Problem details: With the pictures left aside, write out the entries that follow exactly.

Task data:
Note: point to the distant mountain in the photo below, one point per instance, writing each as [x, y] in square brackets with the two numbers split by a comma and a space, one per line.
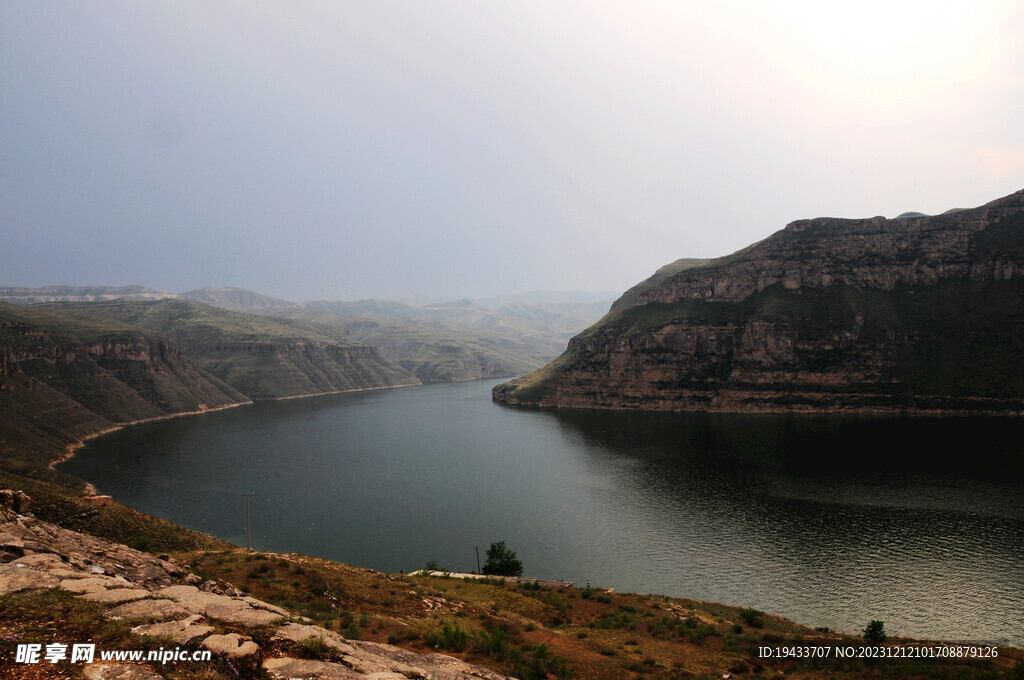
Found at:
[439, 341]
[918, 313]
[545, 297]
[455, 340]
[260, 356]
[432, 349]
[66, 375]
[79, 294]
[236, 299]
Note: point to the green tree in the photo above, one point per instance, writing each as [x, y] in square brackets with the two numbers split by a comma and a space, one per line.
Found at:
[502, 561]
[876, 632]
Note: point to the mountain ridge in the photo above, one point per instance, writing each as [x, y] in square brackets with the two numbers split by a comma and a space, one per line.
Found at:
[916, 314]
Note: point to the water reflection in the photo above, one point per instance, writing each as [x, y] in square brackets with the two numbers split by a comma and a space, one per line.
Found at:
[828, 521]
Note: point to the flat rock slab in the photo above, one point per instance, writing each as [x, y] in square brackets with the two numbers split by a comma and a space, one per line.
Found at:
[117, 594]
[41, 561]
[286, 668]
[231, 645]
[92, 584]
[299, 633]
[119, 672]
[180, 631]
[13, 580]
[411, 664]
[221, 606]
[152, 609]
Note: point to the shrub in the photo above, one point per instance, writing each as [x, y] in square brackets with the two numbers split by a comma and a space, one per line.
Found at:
[450, 637]
[502, 561]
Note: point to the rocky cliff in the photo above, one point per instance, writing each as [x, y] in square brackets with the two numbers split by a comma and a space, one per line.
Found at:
[870, 315]
[259, 356]
[66, 376]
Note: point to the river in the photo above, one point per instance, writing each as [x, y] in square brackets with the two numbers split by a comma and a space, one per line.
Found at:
[828, 521]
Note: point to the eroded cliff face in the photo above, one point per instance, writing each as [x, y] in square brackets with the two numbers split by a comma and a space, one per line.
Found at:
[872, 315]
[62, 380]
[265, 370]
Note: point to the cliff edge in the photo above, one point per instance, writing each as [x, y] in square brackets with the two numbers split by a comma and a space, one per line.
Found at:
[912, 314]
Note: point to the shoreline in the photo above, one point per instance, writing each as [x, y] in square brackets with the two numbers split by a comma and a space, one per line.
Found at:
[72, 448]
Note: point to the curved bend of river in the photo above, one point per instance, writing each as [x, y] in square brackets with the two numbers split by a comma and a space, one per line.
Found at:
[828, 521]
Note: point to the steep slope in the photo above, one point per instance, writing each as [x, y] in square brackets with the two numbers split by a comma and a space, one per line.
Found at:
[65, 376]
[261, 357]
[913, 314]
[20, 295]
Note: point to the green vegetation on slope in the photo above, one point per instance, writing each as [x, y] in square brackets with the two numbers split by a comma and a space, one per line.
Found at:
[260, 356]
[435, 350]
[956, 338]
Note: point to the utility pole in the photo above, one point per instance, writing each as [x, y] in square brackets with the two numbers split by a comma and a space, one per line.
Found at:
[249, 543]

Task response:
Note: point to the distant mountain in the photo below, one point per instance, writing each as [x, y] in square brackets with the two numbers split by a comma and a space, one per line.
Found at:
[439, 341]
[918, 313]
[545, 297]
[455, 340]
[260, 356]
[432, 349]
[66, 375]
[79, 294]
[236, 299]
Note: point to the green tree in the photo above, one point per instance, writing each as [x, y] in square brackets with the two numbers split by a comma and a space, one per line.
Found at:
[502, 561]
[876, 632]
Note: point to the mountain ridge in the photo above, one point per instance, writing each as [x, y] in square brackets with the two numbers split by a comma and a space, one per line.
Found at:
[916, 314]
Note: point to the water reflection in the photo above, one point per instance, writing each as [x, y] in square brackets with the two numbers split by a comma and a space, one per line.
Found at:
[828, 521]
Note: point to the flat rock slab in the photo above, one point per instance, writing each as [x, y] in square brackets with the two numbers split by a comma and a space, one per line.
Found at:
[117, 594]
[41, 561]
[286, 668]
[231, 645]
[92, 584]
[299, 633]
[119, 672]
[180, 631]
[13, 580]
[411, 664]
[221, 606]
[152, 609]
Note: point to the shrub in the photo above, one point per instance, writing each as [x, y] in square brackets with the two numbers split by a comma and a space, one per line.
Found at:
[450, 637]
[502, 561]
Note: point to the rocky cliff in the photo above, one point per instance, writing each as [x, y] in square brackets with the two numbers split by a comma and a space, one per line.
Found at:
[870, 315]
[259, 356]
[66, 376]
Note: point to the river in the photo above, one point per instance, writing each as [x, y] in square brackets with the two numbers split by a comma and a space, one per line.
Found at:
[828, 521]
Note: point to the eroded cliff face in the photo above, one point per instance, writing each as [x, y] in square brackets with the two numbers split by a comma and a space, one per line.
Found at:
[872, 315]
[62, 380]
[265, 370]
Note: point to the cliff edge in the photo above, one point per instance, writing each as [x, y] in square brackets with the two numbers split by a comma and a space, one per line.
Found at:
[912, 314]
Note: point to the shoreline in the photo above, one point per instance, writing each as [x, y] in square brackets with the two numbers split by a comma and a space, one per line.
Found at:
[72, 448]
Note: point to the curved bend of river in the photo above, one point per instance, writing each as [x, y] in square brackets with the two numbers split by a comma and a space, one per line.
Found at:
[828, 521]
Note: point to the steep slope in the photo above, one point per instance, writing each as [x, y] in square brackets with the two numbers split by a comma and a space, one per line.
Found at:
[65, 376]
[261, 357]
[913, 314]
[20, 295]
Note: point to the green vegetation on slope in the photo above, one point per instance, writing each as [x, y] in square brackets with the two numbers split by a comma and a space, one per line.
Found at:
[260, 356]
[435, 350]
[956, 338]
Note: point to the utility pole in the photo above, one point per instance, writing each as [x, y] in square brackets with the two numbers split by a comma and a space, one per line.
Found at:
[249, 543]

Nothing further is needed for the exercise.